▶ [REQUIRED TASK]
Arrange the lines below as a numbered list, leaving out any blank lines.

********************

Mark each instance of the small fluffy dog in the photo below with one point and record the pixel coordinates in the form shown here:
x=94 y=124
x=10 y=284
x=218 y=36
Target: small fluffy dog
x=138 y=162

********************

▶ [ANSWER TO THIS EXERCISE]
1. Mark each instance of the small fluffy dog in the photo below with one point and record the pixel coordinates in the form shown here:
2. x=94 y=124
3. x=10 y=284
4. x=218 y=36
5. Target: small fluffy dog
6. x=138 y=162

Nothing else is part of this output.